* What you will do:
Reproduce the following listing verbatim, line for line, with no change to any wording or coordinate.
* * * * * * * * *
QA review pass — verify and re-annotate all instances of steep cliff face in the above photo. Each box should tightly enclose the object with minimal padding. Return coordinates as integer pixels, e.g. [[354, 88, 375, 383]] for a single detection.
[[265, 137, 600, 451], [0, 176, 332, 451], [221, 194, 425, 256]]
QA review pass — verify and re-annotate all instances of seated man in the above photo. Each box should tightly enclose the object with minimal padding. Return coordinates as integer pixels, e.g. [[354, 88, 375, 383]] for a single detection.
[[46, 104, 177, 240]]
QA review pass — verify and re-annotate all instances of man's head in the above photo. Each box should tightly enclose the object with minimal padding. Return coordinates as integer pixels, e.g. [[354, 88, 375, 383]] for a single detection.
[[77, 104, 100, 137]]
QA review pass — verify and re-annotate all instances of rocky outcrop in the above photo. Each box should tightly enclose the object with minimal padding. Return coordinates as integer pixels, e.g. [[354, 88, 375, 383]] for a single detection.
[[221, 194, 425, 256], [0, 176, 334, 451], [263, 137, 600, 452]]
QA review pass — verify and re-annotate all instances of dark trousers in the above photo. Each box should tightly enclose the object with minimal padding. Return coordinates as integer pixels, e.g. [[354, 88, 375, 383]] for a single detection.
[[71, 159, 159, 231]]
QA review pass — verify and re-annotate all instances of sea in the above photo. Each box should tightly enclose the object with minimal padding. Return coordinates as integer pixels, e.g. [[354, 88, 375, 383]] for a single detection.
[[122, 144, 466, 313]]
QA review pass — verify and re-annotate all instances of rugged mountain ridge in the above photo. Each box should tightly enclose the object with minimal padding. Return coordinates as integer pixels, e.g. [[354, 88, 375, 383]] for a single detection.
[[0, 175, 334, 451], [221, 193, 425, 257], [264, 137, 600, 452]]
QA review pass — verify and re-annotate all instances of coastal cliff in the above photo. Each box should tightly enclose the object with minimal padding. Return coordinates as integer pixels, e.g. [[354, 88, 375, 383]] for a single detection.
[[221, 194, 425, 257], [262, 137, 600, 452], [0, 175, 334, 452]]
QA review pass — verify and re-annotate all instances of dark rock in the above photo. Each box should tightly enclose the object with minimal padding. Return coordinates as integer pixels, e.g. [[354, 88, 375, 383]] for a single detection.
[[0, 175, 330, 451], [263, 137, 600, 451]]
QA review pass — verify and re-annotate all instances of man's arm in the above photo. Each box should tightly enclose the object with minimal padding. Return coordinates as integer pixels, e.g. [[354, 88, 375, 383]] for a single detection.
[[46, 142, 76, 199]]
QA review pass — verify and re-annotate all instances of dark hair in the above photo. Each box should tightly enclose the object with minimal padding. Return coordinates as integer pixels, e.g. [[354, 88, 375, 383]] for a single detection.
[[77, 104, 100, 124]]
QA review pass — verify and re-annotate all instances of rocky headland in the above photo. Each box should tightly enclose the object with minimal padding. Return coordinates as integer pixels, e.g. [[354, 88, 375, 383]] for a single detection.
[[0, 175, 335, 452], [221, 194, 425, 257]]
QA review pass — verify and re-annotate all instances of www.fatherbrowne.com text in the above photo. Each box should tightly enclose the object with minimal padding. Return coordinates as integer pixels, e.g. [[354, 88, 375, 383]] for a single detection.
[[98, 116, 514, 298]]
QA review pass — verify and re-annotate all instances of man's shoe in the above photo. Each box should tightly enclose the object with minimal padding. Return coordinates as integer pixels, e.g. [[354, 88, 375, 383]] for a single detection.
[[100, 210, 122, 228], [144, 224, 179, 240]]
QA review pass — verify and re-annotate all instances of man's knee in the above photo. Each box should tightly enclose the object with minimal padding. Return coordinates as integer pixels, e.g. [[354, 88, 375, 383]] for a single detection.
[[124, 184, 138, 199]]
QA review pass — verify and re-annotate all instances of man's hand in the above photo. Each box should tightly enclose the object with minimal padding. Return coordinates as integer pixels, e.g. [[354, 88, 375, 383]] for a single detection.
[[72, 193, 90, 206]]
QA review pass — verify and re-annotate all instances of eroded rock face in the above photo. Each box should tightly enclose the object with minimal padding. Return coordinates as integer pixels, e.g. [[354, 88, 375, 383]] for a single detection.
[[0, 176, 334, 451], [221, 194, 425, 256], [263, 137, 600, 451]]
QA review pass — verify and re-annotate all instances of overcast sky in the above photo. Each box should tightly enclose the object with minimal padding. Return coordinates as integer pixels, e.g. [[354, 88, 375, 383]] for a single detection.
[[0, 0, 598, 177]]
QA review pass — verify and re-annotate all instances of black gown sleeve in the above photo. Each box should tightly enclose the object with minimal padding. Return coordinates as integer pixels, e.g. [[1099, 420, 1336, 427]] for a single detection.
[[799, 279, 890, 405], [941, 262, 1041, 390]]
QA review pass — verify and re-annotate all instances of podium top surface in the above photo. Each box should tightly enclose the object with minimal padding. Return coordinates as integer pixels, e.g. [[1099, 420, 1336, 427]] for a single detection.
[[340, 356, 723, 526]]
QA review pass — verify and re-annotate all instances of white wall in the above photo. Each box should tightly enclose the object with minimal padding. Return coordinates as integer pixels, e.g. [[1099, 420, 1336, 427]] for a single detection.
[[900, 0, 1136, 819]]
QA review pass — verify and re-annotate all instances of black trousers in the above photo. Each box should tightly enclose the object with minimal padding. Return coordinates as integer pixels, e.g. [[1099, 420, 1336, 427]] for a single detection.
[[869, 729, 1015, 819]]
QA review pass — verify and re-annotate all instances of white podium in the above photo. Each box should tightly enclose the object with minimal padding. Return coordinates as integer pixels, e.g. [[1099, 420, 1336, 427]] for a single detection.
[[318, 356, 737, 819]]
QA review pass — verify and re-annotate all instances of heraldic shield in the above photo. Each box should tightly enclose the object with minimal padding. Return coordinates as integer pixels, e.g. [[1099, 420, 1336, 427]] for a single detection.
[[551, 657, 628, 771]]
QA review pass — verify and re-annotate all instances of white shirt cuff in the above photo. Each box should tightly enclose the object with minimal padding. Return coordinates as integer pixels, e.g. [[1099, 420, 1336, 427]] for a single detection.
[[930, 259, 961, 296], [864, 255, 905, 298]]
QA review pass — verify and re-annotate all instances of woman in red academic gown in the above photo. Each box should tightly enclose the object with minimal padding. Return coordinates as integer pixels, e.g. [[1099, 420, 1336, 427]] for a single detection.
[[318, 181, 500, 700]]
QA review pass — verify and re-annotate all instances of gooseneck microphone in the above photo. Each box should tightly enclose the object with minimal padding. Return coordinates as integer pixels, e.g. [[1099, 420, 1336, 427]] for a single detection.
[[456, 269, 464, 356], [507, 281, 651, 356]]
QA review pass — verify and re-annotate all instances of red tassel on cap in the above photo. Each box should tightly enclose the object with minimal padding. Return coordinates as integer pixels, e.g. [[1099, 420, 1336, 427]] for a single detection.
* * * * * * * * *
* Answer to this task:
QA review pass — verify and re-annotate all instances of steep cliff face in the above photo. Each box should tightly enclose the object with minimal padding. Return coordinates as integer pixels, e.g. [[354, 88, 375, 383]] for a single detection.
[[265, 137, 600, 451], [0, 176, 332, 451], [221, 194, 425, 256]]
QA review pass — verify and re-annotate all instances of seated man in the above photo. Each box should tightly enclose the object with minimal padding. Return coordinates as integer pixels, e.g. [[354, 88, 375, 383]] for a single detection.
[[46, 104, 177, 240]]
QA review pass — verify and re-annotate all instances of man's head in the above photo. Each box should tightly enclose the object with minimal padding. Return coordinates as integer pixels, e.g. [[354, 88, 375, 383]] for a single detection.
[[77, 104, 100, 137]]
QA review pass — verify and re-annotate all instances of rocky outcrop in the above photo. Each box should tightly enclose the object with minimal padding. Return coordinates as integer pixels, e.g. [[354, 88, 375, 383]] for a single detection.
[[221, 194, 425, 256], [0, 176, 334, 451], [263, 137, 600, 452]]
QA review pass — verify and re-annotate all instances of dark trousers in the above photo. Each box should tightly enclose the object with minimal padding. Return coordinates as integer pixels, e.g. [[354, 88, 375, 383]] for a single detection.
[[71, 159, 159, 231]]
QA review pass — verify and re-annotate all instances of sea in the above photo. Each box should tightly enclose the object with minimal padding. Return coordinates as integer pixels, e.g. [[354, 88, 375, 383]] for a single detection.
[[122, 144, 466, 313]]
QA review pass — verify and re-annotate all instances of rugged mountain ridge in the above photo. Each box should tightly enclose the object with minimal padding. Return coordinates as integer pixels, e.g. [[354, 88, 375, 383]] for a single detection.
[[0, 175, 334, 451], [221, 193, 425, 257], [264, 137, 600, 452]]
QA review pass — verify and re-annotate all instances of coastal cliff in the above photo. Each box should tightly enclose the object with minimal padding. Return coordinates as integer pixels, e.g. [[354, 88, 375, 383]] for a single detection.
[[221, 194, 425, 257], [262, 137, 600, 452], [0, 175, 334, 452]]
QA review pass — verify and re-annotate all instances of dark rock in the above photo. Each box should tightly enclose the object with minimal padding. Return coordinates as integer pixels, e.g. [[354, 88, 375, 383]] for a single detection.
[[0, 175, 330, 451], [263, 137, 600, 451]]
QA review pass — verify and re-annotate all instances of man's arm in the above photo. Each box should tightly enclose the object with minimal padding. Return coordinates as integer pixels, e.g. [[354, 88, 375, 383]] for a single detection.
[[46, 142, 76, 199]]
QA review pass — verify and re-annotate all instances of dark hair in the above photo. Each box should tightly enclose the object with minimal padding. Return coordinates as integer pixels, e.g. [[354, 88, 375, 383]] for a single detection.
[[77, 104, 100, 124]]
QA review pass — verify and re-annotate all instances of rocky headland in the above photo. Each box should tightly enclose the object with minimal padding. Return coordinates as integer pixels, e.g. [[354, 88, 375, 383]] for a single detection.
[[0, 175, 335, 452], [221, 194, 425, 257]]
QA review pass — verify and re-annotate all instances of www.fatherbrowne.com text in the above photo. Each box should tightly enclose the object with minimal padding. Return coordinates as integer pixels, e.g. [[354, 88, 375, 383]] for a single detection.
[[98, 116, 514, 298]]
QA review pass — verify and re-annotate all instances of man's shoe in the above photo. Each box should tightly enclose the object with minimal padding. Return coordinates as integer pixels, e.g. [[354, 88, 375, 383]] for a single detection.
[[100, 210, 122, 228], [144, 224, 179, 240]]
QA review pass — verify and re-annotate all instances of man's knee in the above photo. Each box should tightly enclose the object with minimal padding. Return coordinates as integer pixels, e.g. [[354, 88, 375, 383]] for a single detection.
[[124, 184, 138, 199]]
QA review pass — verify and re-annotate all instances of man's hand in the above photo. Each box should tightly enclose the object with minimal padding. Return coordinates as integer pixels, e.g. [[354, 88, 375, 383]] for a single detection.
[[72, 193, 90, 206]]
QA review pass — verify and re-annotate all instances of eroded rock face in the above photo. Each box should tightly enclose the object with minimal padding. Return coordinates as integer pixels, e.g. [[354, 88, 375, 383]] for a single detection.
[[0, 176, 334, 451], [221, 194, 425, 256], [263, 137, 600, 451]]
QA review pass — verify and re-annotate all instances of overcast sky in the above photo. Each box should tightly enclose the object with minimal padding. Return coordinates as integer pixels, e.g. [[354, 88, 375, 383]] for a single detection.
[[0, 0, 598, 177]]
QA review pass — verify and re-annotate all instances of black gown sleeve in the above photo. Each box should tightly enclose the object with minimal padding. Return coordinates as integer pixels, e.g. [[1099, 420, 1336, 427]] for a single detection.
[[799, 279, 890, 405], [941, 262, 1041, 390]]
QA review pass — verify and re-annotate all instances of podium top surface in the above photo. Each box should tightly enclose the object with minimal padding. Return coordinates as integer pixels, e.g. [[1099, 420, 1336, 427]] for a single detection.
[[340, 356, 723, 526]]
QA review pass — verify and re-annotate all instances of white wall in the above photo. Each box should tightly enclose the object with minimal padding. Return coordinates as integer pixels, e.g. [[1099, 420, 1336, 427]] for a single detection.
[[900, 0, 1136, 819]]
QA review pass — verify and re-annotate all instances of black trousers in the above photo. Each box should tightly enclose the object with minimal padding. Return coordinates as integer pixels, e.g. [[1099, 420, 1336, 427]] for a single detection.
[[869, 729, 1015, 819]]
QA review pass — verify and re-annotate all instances of white podium in the above photo. Each box should tightly enclose the object with minimal padding. Return coordinates as integer pixels, e.g. [[1099, 420, 1336, 427]] for a single detection.
[[318, 356, 737, 819]]
QA review pass — verify and re-annotate all instances of heraldic shield in the above photo. Each box should tightly enclose the object with minimal padding. Return coordinates as integer pixels, e.g. [[1099, 420, 1336, 427]] for a single detection.
[[551, 657, 628, 771]]
QA review pass — verify and re-annotate all instances of white shirt cuff in the above photo. Each box should tightly enclose the object with minimal padding. Return coordinates as integer pixels, e.g. [[1099, 420, 1336, 427]] for a single detection.
[[930, 259, 961, 296], [864, 255, 905, 298]]
QA review pass — verify and re-annotate all instances of woman in red academic gown in the above photo. Each box should tightly enclose the object with minimal padding. Return coordinates as integer pixels, e.g. [[1099, 420, 1336, 427]] for a single detection.
[[318, 181, 500, 700]]
QA review pass — verify and re-annotate all instances of gooseneck microphone in the above photo. Each box should tightly enclose the object with minimal padding. Return coordinates as integer pixels, e.g. [[1099, 420, 1336, 427]] for a single detection.
[[456, 269, 464, 356], [507, 281, 651, 356]]
QA review pass — verify and re-annotate all instances of red tassel on cap in the above photo. Each box should tightly enclose the object with minimal padding. Return coordinates as integer pixels, e.g. [[1099, 420, 1336, 427]] for a single detection.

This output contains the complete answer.